## Your tasks
[A] In the text on angel and series A funding, what is the threshold between an angel round and a series A usually?
[B] From the text on angel and series A funding, return the passage from "Ok, I reread" up to and including "double newInvestment )".

## Source
►
The threshold between an angel round and a series A is determined by your
articles of incorporation. It's usually between 2 and 5 million. Before your
series A you have no valuation b/c it would be a waste of money to determine
it. Once you have matured and you raise enough money to go past the 2 to 5
million "convertible threshold," you get a valuation and issue class A stock
to your investors and angels. Your angels convert from a convertible note to
class A stock at the pre-money valuation and they get to ride the "valuation
bump" the series A investors put in for free.

Ok, I reread this explanation and I hated it. This is how I actually
understand it:

// globals

double classAThreashold = callLaywers( "Halp!" );

double outstandingShares = callLawyers( "Oh noes!" );

double amountInvested = 0;

void enterNewInvestment( double newInvestment )
◄
## Given data
►
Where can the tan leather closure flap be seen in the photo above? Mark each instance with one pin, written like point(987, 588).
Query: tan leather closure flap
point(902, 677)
◄
## Answers to the exercises
[A] Between 2 and 5 million.

[B]
Ok, I reread this explanation and I hated it. This is how I actually
understand it:

// globals

double classAThreashold = callLaywers( "Halp!" );

double outstandingShares = callLawyers( "Oh noes!" );

double amountInvested = 0;

void enterNewInvestment( double newInvestment )